EXERCISE REQUIREMENTS.
Each line of the data must be copied exactly.

▼

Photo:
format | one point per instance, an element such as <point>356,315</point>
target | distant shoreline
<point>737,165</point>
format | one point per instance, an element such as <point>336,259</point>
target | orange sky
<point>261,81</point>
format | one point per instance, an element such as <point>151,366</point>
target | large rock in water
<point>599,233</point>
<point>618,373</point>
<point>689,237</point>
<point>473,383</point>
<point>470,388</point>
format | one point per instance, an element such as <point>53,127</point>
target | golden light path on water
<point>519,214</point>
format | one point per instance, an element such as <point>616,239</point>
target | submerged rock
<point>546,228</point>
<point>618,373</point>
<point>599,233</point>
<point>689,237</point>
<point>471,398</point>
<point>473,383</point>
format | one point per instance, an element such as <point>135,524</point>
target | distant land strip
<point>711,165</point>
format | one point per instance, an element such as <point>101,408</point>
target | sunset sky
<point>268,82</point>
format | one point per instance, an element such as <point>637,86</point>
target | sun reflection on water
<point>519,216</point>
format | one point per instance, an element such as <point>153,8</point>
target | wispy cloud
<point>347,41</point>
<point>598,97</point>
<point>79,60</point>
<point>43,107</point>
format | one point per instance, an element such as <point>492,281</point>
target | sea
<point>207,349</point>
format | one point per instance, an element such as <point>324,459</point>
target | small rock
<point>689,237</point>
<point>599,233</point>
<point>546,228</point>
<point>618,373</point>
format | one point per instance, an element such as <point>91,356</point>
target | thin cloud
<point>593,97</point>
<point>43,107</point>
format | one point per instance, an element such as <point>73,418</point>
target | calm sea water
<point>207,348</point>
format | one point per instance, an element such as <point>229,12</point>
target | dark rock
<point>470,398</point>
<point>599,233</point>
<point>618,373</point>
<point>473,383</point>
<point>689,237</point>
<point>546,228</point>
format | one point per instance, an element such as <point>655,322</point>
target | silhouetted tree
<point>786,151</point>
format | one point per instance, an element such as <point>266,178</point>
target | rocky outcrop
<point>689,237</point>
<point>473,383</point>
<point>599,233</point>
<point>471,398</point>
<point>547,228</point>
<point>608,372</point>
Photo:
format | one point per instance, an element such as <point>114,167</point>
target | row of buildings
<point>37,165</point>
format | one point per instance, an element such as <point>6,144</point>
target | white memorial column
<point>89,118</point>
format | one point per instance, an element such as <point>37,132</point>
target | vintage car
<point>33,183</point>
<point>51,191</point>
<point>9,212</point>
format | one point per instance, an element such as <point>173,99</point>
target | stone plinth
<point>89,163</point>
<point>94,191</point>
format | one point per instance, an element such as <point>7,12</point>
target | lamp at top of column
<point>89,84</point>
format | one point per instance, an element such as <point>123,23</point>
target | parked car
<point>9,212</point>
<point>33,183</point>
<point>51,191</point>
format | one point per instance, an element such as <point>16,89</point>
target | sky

▲

RESPONSE TO THE TASK.
Photo:
format | one point per instance, an element such as <point>356,315</point>
target | distant shoreline
<point>737,165</point>
format | one point per instance, an element such as <point>336,259</point>
target | orange sky
<point>261,81</point>
format | one point per instance, an element such as <point>151,366</point>
target | large rock in water
<point>599,233</point>
<point>618,373</point>
<point>689,237</point>
<point>473,383</point>
<point>470,388</point>
format | one point per instance, an element such as <point>53,127</point>
target | golden light path on water
<point>519,214</point>
format | one point per instance, an element such as <point>616,239</point>
target | submerged rock
<point>546,228</point>
<point>618,373</point>
<point>599,233</point>
<point>689,237</point>
<point>471,398</point>
<point>473,383</point>
format | one point per instance, an element such as <point>135,524</point>
target | distant land strip
<point>711,165</point>
format | one point per instance, an element such as <point>101,408</point>
target | sunset sky
<point>268,82</point>
format | one point per instance, an element such as <point>637,86</point>
target | sun reflection on water
<point>519,216</point>
format | one point per instance, an element such as <point>153,8</point>
target | wispy cloud
<point>347,41</point>
<point>598,97</point>
<point>79,60</point>
<point>43,107</point>
format | one point per instance, an element such as <point>492,281</point>
target | sea
<point>207,349</point>
format | one point per instance, an element such as <point>324,459</point>
target | small rock
<point>689,237</point>
<point>599,233</point>
<point>546,228</point>
<point>618,373</point>
format | one point per instance, an element such as <point>91,356</point>
target | thin cloud
<point>593,97</point>
<point>43,107</point>
format | one point per instance, an element such as <point>73,418</point>
target | calm sea water
<point>207,348</point>
format | one point per instance, an element such as <point>229,12</point>
target | dark rock
<point>470,398</point>
<point>599,233</point>
<point>618,373</point>
<point>473,383</point>
<point>689,237</point>
<point>546,228</point>
format | one point per instance, an element such as <point>655,322</point>
target | silhouetted tree
<point>786,151</point>
format | one point per instance, an element such as <point>266,178</point>
target | rocky outcrop
<point>689,237</point>
<point>473,383</point>
<point>599,233</point>
<point>471,398</point>
<point>547,228</point>
<point>608,372</point>
Photo:
format | one point per instance, an element such as <point>114,167</point>
target | row of buildings
<point>37,165</point>
format | one point per instance, an element such as <point>6,144</point>
target | white memorial column
<point>89,118</point>
format | one point per instance, an element such as <point>37,132</point>
target | vintage car
<point>33,183</point>
<point>51,191</point>
<point>9,212</point>
format | one point per instance, an element such as <point>173,99</point>
target | stone plinth
<point>89,163</point>
<point>94,191</point>
format | one point per instance, an element such as <point>7,12</point>
target | lamp at top of column
<point>89,84</point>
format | one point per instance, an element such as <point>123,23</point>
target | parked car
<point>9,212</point>
<point>33,183</point>
<point>51,191</point>
format | one point per instance, an element such as <point>16,89</point>
target | sky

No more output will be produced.